• Stored dataset items
★ ★ ★ ★ ★

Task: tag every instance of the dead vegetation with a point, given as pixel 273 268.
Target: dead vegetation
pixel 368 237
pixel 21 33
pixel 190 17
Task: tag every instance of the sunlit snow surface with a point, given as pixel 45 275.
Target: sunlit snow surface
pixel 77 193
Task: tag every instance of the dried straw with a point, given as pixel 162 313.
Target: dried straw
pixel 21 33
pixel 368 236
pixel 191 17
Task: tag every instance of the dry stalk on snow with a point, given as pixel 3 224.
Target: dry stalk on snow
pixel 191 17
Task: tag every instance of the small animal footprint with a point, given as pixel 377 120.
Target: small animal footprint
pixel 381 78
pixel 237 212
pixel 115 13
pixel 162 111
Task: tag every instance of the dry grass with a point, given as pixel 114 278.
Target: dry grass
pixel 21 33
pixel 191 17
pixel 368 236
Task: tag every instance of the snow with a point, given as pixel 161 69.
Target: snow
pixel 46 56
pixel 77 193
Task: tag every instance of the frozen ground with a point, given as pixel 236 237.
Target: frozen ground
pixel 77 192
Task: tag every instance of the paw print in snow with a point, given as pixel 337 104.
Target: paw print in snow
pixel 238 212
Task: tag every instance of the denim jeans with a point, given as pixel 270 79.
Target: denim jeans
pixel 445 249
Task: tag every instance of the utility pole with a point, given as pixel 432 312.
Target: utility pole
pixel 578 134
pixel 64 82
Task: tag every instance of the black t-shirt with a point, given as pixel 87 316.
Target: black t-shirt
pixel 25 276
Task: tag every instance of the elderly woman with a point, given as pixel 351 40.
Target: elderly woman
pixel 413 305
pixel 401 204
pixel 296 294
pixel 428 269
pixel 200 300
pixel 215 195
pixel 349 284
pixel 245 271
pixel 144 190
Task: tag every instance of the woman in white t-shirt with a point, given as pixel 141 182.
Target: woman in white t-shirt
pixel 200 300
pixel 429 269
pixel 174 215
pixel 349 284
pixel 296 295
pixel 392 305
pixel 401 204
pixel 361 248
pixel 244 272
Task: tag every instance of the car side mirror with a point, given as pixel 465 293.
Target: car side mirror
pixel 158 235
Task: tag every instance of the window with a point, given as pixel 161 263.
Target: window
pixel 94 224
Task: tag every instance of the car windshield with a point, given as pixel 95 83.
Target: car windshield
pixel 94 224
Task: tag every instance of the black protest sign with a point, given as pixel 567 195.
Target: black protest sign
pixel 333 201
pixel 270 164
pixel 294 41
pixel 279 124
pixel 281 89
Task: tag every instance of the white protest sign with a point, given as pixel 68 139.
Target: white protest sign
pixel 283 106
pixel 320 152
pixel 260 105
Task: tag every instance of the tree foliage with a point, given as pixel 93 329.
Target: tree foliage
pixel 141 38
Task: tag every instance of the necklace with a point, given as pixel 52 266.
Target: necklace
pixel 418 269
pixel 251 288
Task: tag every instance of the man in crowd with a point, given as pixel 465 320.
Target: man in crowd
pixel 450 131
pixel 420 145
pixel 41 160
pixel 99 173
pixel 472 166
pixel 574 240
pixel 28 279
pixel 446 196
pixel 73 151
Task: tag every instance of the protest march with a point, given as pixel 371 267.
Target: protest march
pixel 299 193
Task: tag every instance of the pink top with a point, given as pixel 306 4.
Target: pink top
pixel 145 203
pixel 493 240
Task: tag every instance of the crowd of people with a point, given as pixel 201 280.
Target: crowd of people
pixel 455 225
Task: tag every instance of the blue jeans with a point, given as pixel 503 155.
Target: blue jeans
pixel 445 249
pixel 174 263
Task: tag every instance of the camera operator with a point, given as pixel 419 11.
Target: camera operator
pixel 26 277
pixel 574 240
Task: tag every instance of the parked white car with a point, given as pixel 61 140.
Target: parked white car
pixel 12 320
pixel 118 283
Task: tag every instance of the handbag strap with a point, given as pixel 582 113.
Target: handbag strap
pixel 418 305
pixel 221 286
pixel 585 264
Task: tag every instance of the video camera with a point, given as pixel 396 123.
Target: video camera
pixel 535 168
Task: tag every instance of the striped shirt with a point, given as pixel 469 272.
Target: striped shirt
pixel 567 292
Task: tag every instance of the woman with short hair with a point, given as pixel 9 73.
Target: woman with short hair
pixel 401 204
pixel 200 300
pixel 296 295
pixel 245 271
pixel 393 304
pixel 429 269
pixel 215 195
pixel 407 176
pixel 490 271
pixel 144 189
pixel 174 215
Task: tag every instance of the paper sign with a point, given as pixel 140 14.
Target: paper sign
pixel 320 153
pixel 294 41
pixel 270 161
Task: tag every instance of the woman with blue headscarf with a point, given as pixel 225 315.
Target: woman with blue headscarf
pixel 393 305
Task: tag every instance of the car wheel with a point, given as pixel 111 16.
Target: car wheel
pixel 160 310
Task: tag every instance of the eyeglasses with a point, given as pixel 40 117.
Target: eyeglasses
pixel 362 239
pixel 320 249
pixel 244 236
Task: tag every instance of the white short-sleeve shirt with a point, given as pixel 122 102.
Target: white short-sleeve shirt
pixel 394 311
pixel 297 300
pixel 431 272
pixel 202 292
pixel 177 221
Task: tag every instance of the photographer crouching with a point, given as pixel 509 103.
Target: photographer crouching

★ ★ ★ ★ ★

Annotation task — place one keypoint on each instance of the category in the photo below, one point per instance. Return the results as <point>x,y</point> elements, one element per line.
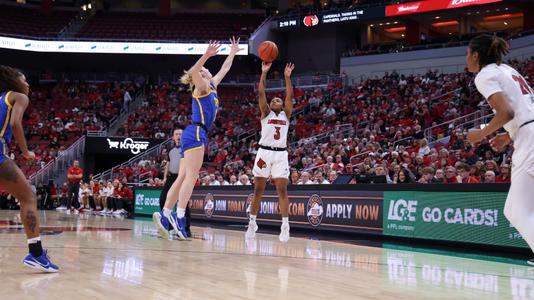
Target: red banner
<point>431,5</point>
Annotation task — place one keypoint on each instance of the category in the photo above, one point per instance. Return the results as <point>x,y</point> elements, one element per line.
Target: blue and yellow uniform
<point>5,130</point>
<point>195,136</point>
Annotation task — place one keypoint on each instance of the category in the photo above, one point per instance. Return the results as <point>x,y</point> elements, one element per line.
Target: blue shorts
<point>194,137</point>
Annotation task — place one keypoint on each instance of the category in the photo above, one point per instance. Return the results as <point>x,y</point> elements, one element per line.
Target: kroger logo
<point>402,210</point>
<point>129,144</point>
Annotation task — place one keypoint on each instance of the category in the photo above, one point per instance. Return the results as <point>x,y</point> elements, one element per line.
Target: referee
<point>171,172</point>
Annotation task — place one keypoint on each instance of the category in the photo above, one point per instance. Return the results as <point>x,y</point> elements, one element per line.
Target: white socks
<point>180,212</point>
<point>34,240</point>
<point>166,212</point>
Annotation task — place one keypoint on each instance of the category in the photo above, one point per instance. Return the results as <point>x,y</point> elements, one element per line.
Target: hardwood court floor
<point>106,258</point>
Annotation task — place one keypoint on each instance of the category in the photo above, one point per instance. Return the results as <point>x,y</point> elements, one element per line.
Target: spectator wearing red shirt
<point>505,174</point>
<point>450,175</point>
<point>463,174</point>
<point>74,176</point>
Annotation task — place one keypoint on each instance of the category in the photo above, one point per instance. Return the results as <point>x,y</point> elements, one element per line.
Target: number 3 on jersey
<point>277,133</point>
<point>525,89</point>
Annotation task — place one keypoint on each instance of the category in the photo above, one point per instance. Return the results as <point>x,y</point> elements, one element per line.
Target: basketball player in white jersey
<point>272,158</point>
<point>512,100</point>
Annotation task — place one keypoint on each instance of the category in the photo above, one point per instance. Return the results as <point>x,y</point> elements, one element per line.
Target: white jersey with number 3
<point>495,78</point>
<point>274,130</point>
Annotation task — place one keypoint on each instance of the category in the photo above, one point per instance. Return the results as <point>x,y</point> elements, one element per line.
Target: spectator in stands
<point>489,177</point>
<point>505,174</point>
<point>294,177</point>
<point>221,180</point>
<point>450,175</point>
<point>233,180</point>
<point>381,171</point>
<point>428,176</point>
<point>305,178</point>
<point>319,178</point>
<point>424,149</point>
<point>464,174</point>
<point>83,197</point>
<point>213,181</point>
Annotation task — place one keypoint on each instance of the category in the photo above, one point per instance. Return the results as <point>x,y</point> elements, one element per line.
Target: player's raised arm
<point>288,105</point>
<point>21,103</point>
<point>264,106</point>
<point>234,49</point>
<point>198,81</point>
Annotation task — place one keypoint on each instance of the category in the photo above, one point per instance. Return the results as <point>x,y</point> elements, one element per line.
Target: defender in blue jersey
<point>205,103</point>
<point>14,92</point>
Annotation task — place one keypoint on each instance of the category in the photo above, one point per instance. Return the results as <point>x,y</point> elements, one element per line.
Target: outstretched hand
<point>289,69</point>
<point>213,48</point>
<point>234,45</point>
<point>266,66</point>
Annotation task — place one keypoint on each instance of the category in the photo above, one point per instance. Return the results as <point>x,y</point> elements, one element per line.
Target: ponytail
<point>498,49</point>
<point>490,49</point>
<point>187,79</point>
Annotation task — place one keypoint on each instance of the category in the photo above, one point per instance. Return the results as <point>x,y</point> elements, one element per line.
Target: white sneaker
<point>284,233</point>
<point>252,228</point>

★ ★ ★ ★ ★

• Exercise goal
The word "photographer" appears in some of the lines above. Copy those lines.

• Reply
Task: tag every instance of the photographer crouching with a point, given as pixel 509 103.
Target: photographer crouching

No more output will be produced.